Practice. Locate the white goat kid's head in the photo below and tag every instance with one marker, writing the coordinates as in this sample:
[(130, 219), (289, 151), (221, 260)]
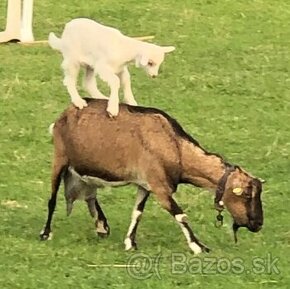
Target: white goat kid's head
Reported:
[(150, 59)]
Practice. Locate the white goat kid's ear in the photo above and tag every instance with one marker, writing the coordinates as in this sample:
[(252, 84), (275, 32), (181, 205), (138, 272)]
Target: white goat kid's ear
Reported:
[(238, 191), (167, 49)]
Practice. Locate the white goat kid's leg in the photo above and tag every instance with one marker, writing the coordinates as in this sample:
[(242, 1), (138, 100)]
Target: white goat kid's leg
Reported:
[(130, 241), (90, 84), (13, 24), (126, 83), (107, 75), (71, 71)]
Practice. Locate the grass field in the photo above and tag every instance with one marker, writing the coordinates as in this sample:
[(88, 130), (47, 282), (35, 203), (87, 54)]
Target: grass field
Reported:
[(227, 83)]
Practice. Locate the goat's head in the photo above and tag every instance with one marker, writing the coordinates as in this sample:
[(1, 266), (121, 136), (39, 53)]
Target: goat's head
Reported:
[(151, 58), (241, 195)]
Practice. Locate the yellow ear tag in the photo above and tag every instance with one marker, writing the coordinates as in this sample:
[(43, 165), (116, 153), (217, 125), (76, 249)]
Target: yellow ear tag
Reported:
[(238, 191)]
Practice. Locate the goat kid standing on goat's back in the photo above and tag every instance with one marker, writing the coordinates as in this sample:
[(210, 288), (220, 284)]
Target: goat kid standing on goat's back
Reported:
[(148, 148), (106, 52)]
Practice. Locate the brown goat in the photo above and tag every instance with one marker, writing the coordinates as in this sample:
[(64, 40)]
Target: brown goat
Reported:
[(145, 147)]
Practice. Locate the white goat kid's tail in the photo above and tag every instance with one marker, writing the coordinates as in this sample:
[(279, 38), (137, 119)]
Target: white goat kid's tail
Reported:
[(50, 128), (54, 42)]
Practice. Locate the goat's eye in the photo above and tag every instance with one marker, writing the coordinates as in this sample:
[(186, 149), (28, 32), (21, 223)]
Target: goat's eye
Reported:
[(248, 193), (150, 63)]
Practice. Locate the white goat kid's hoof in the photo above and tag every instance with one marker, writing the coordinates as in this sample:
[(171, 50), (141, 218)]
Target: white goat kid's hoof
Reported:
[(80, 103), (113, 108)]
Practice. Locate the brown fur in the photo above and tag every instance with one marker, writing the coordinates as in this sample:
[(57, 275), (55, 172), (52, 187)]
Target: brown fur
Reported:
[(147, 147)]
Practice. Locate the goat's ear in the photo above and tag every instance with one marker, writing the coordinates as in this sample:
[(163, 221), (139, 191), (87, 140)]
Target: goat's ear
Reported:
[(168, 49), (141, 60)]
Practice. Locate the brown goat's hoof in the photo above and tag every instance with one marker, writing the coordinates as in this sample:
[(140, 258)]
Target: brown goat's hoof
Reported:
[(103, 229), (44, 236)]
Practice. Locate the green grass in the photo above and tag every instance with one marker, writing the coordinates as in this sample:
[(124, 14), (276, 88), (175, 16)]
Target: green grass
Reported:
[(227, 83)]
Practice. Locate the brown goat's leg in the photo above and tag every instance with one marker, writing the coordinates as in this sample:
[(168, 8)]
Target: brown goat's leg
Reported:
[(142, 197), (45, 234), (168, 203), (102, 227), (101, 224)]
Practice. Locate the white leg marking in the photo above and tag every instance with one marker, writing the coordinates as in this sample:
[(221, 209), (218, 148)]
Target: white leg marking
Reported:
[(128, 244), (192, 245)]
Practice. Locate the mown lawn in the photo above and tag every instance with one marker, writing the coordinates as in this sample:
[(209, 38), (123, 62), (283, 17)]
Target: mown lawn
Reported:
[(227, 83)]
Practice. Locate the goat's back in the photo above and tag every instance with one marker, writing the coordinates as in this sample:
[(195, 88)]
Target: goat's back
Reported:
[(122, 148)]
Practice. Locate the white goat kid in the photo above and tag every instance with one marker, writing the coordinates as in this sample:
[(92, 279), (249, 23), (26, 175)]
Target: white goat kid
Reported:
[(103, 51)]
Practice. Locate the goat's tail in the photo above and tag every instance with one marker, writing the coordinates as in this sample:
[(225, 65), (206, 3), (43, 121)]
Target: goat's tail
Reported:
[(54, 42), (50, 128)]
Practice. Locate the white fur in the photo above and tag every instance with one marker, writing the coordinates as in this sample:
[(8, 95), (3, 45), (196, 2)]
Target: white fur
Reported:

▬▬▬

When a line in the listing has the word "yellow", return that line.

COMPLETED EXERCISE —
Practice. Locate the yellow ear tag in the photo above and tag every instance with one marker, writing the coordinates as in this sample:
Target: yellow ear tag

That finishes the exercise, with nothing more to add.